■ **EXERCISE PROMPT**:
Give a verbatim repeat of the lines that run from the line containing "of the raised" to the end of the data below.

[Named-object pointing records]
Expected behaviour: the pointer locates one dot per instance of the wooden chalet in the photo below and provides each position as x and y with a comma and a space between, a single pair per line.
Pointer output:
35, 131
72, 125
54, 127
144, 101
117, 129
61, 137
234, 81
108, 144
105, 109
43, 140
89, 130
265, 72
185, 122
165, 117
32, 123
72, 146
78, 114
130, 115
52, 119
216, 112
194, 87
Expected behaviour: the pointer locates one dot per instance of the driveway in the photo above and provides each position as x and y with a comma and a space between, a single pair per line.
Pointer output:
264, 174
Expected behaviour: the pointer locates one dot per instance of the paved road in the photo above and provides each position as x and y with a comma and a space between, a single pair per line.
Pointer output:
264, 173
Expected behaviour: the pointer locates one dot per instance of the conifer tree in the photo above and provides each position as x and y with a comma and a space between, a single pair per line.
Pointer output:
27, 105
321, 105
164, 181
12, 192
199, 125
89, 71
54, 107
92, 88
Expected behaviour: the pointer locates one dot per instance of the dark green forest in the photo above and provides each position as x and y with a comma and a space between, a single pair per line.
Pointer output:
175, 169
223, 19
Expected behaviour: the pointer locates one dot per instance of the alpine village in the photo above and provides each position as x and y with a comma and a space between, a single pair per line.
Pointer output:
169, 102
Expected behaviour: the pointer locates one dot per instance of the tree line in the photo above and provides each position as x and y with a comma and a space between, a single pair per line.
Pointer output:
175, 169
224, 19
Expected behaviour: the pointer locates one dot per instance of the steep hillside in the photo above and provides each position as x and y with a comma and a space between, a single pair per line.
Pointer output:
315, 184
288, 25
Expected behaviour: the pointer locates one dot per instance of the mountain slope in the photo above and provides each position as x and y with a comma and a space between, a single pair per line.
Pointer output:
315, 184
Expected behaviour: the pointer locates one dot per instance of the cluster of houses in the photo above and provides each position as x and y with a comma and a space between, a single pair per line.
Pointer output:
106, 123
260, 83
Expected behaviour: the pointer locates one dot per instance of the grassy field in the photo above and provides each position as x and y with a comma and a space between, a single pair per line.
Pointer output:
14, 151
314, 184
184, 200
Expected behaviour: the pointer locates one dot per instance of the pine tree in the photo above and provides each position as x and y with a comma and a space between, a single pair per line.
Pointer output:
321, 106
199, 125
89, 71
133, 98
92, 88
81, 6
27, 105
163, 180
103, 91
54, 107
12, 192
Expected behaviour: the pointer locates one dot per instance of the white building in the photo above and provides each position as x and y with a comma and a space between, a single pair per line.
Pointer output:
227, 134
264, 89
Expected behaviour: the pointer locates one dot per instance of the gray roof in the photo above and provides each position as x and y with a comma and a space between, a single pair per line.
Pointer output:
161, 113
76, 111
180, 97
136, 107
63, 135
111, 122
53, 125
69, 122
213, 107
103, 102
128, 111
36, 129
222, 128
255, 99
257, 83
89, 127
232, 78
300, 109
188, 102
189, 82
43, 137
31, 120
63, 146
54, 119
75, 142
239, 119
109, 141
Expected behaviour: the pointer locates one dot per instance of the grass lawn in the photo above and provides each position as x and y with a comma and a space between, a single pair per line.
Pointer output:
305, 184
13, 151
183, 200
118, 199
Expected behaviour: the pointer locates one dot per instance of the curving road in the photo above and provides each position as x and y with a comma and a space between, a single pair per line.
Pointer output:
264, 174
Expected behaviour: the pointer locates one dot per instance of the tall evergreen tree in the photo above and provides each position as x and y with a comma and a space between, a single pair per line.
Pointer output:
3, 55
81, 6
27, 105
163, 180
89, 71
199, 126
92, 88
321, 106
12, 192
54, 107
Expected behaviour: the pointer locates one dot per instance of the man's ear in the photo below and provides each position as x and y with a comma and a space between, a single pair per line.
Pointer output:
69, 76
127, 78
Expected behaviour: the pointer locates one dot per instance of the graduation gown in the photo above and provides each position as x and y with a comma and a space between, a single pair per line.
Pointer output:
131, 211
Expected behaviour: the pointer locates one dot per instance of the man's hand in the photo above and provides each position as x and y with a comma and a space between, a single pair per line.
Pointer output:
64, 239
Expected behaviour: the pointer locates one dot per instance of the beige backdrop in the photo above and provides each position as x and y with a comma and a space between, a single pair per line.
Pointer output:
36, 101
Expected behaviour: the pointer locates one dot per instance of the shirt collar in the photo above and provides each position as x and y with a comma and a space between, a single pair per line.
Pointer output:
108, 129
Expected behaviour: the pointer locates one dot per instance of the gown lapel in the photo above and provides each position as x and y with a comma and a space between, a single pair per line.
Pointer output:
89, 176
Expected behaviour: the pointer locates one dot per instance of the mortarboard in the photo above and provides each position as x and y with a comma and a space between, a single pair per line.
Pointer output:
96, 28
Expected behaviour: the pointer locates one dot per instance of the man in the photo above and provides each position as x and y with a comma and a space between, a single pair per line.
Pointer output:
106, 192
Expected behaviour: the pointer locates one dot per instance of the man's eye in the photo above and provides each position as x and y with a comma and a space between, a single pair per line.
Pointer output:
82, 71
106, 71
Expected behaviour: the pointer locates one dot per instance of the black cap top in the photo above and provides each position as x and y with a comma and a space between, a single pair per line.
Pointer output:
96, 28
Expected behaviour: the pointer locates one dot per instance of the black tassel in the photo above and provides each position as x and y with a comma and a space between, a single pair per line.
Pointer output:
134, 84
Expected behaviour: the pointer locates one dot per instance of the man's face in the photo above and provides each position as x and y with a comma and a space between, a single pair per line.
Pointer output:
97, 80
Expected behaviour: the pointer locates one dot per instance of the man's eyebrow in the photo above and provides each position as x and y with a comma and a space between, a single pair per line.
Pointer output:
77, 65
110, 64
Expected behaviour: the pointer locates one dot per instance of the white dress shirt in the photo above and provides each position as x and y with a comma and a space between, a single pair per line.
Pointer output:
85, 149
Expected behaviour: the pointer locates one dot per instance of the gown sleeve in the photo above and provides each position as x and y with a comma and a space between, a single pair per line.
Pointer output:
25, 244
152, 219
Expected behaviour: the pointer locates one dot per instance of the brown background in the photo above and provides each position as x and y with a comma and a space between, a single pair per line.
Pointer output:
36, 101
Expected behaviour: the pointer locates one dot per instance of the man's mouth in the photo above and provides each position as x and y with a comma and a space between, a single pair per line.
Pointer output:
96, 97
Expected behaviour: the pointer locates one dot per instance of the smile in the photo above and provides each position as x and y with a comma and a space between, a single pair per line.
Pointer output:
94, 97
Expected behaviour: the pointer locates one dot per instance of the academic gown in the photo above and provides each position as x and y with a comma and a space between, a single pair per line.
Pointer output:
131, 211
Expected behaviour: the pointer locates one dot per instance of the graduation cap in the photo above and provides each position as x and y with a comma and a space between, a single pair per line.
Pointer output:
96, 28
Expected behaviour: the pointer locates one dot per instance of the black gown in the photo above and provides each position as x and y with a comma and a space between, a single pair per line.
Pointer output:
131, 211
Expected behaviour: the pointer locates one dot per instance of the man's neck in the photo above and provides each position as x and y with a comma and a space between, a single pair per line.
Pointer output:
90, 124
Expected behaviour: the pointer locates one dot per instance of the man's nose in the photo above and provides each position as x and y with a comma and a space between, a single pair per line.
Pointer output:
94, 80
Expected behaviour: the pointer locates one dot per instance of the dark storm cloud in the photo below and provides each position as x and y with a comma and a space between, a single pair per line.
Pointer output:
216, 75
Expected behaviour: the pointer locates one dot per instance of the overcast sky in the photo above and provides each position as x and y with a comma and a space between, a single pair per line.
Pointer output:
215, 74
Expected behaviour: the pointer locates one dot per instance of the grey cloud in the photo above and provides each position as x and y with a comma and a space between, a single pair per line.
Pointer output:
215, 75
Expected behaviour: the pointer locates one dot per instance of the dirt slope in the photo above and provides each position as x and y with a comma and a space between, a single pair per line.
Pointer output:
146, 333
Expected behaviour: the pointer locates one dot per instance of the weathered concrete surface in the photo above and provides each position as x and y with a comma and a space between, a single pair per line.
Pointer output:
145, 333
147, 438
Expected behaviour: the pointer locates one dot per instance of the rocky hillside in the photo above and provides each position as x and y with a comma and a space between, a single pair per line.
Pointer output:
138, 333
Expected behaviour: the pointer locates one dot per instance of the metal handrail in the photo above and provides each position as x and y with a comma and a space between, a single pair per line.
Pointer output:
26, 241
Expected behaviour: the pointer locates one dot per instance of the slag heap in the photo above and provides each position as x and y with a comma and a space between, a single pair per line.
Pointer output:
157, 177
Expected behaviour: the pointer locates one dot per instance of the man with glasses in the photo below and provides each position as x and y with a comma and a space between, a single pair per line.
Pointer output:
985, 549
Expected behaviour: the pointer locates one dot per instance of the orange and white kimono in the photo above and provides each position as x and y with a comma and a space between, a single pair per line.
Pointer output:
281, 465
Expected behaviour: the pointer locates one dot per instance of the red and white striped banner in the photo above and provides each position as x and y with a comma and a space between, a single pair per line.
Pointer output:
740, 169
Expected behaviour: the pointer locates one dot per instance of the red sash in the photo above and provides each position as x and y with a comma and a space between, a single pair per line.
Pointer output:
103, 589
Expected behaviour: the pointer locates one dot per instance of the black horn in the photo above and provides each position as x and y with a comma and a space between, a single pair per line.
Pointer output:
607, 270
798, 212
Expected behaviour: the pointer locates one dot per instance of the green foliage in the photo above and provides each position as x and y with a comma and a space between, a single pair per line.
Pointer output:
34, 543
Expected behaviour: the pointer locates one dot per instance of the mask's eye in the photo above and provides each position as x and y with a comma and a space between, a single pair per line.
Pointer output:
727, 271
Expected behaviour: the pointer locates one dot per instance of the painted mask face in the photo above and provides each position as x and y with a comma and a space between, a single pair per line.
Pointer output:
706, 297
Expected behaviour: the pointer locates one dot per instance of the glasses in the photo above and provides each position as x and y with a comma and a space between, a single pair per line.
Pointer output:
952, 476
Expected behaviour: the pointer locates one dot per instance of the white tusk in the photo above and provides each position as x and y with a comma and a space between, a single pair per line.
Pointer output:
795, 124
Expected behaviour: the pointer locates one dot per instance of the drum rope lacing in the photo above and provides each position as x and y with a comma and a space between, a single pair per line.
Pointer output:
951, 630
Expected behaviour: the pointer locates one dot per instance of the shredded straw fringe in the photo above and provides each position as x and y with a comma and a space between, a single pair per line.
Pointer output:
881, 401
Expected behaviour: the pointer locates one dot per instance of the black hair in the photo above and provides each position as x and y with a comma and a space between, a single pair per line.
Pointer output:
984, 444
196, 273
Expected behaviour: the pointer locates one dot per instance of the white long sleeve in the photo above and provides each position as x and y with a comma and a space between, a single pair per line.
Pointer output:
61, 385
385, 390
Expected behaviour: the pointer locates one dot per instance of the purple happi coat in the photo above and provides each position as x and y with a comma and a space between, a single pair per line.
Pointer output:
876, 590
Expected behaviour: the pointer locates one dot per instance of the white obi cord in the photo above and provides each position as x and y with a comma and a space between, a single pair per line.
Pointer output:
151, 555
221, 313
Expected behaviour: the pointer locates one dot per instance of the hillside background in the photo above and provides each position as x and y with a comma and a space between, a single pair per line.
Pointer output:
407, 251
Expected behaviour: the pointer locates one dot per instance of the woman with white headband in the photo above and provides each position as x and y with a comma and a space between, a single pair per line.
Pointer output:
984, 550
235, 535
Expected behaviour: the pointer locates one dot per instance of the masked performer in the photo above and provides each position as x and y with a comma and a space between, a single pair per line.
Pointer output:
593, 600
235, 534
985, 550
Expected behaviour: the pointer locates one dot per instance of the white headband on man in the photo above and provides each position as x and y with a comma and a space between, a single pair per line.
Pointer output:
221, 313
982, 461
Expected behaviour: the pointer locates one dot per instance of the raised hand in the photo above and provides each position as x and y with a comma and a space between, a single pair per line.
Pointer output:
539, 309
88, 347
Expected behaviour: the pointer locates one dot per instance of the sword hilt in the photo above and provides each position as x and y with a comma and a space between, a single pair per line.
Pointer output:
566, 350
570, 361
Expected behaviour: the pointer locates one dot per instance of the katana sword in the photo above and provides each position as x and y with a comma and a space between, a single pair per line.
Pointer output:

■ **OUTPUT FOR THIS TASK**:
Expected behaviour: the pointer locates one dot per instance of the raised hand in the photo above and provides each position as x and y with a comma and a space between, a single pair per line.
Pointer output:
539, 309
88, 347
Expected behaviour: the pointer locates one dot per instance of the sword hilt in the photo above and provides each position as x and y with a comma and a space between, a single pair per line.
Pointer output:
566, 350
570, 361
Expected behaviour: the pointer locates one dot per instance of the katana sword in the photo above and provides each position as x and y with a comma and a space between, a single pair per line.
Pointer output:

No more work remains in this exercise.